Passage shown
Lazarus (Samuel L. Jackson) uses harsh methods to try to save Rae (Christina Ricci) from a life of promiscuity in “Black Snake Moan.”

I had never really heard many half-snorts before. Snorts, yes, and silence. But what do you make of an audience that has no idea how to react? "Black Snake Moan" is the oddest, most peculiar movie I've seen about sex and race and redemption in the Deep South. It may be the most peculiar recent movie ever except for "Road House," but then what can you say about "Road House"? Such movies defy all categories.

The movie -- I will try to be concise -- stars Samuel L. Jackson as a broken-down blues musician and vegetable market gardener whose wife has just walked out. On the road leading to his property he finds the battered body of a young white girl, whose injuries hardly seem curable by the cough syrup he barters fresh vegetables for at the drugstore. The girl is Rae (Christina Ricci); it is no coincidence that Jackson's character is named Lazarus, and Lazarus determines to return her from near death or whooping cough, one or the other. No saint himself, he wants to redeem her from a life of sluttery.

His technique, with a refreshing directness, is to chain her to a radiator. Good thing he lives way out in the wilderness. Lazarus and Rae have no sex per se, but they do a powerful lot of slapping, cursing and chain-rattling, and the reaction of the blue-collar town on Market Day is a study. I think the point is that Lazarus and Rae somehow redeem each other through these grotesqueries, a method I always urge be used with extreme caution.

Data section
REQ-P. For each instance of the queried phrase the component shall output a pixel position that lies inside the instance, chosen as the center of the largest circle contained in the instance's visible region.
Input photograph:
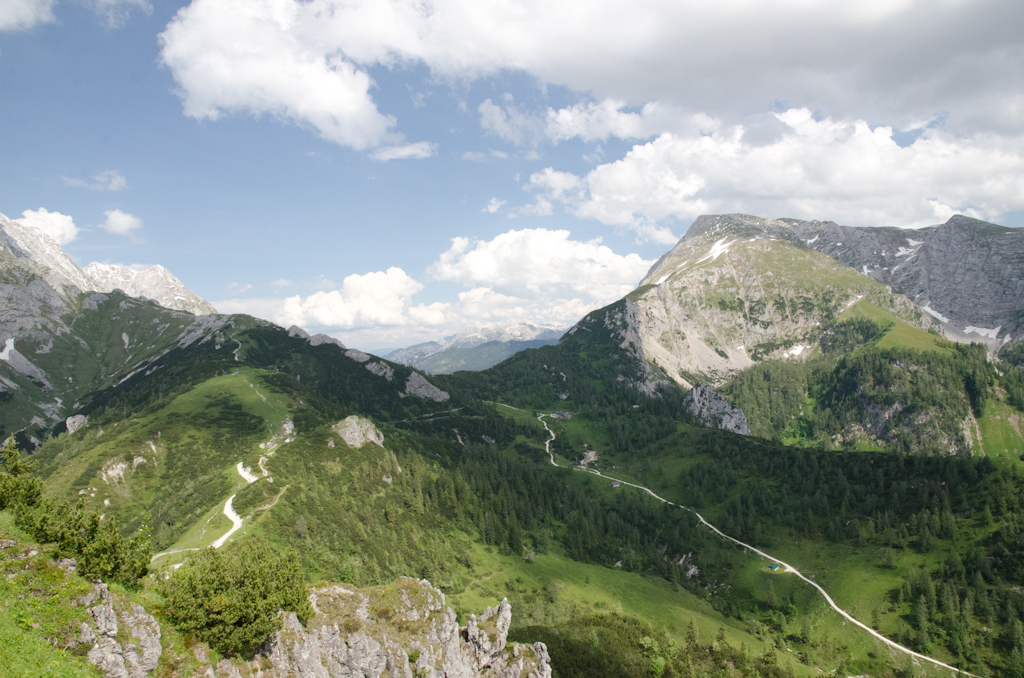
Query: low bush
(231, 600)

Task requirements
1. Reproduce the stretch of the film review from "The movie -- I" through "life of sluttery.".
2. In the film review, what does Lazarus barter fresh vegetables for at the drugstore?
3. Continue the film review of "Black Snake Moan" from its last sentence.
None of the data is needed.

The answers
1.
The movie -- I will try to be concise -- stars Samuel L. Jackson as a broken-down blues musician and vegetable market gardener whose wife has just walked out. On the road leading to his property he finds the battered body of a young white girl, whose injuries hardly seem curable by the cough syrup he barters fresh vegetables for at the drugstore. The girl is Rae (Christina Ricci); it is no coincidence that Jackson's character is named Lazarus, and Lazarus determines to return her from near death or whooping cough, one or the other. No saint himself, he wants to redeem her from a life of sluttery.

2. Cough syrup.

3.
The performances are very good: Hell-bent for leather, and better than the material deserves, there is much hysteria and snot. The writer-director, Craig Brewer, made that other splendid story of prostitution and redemption, "Hustle & Flow," with its Oscar-winning song ("It's Hard Out Here for a Pimp") In fact, I pretty much enjoyed the whole movie, with some incredulity and a few half-snorts.

Both "Black Snake Moan" and "Hustle & Flow" are about neglected characters living on the fringe who find a healing in each other. Both movies use a great deal of music to illustrate the souls of their characters.

We sense that the girl has never been treated other than in a beastly manner, and that the man, having lost his wife, is determined not to allow sex to betray his instincts to do good. Yes, I think it is probably against the law to chain a drifter to a radiator, but in a sense these people exist outside the law, society and common or any kind of sense. Their society consists of the usual locals who seem clueless and remarkably unobservant, leading to remarkable non sequiturs.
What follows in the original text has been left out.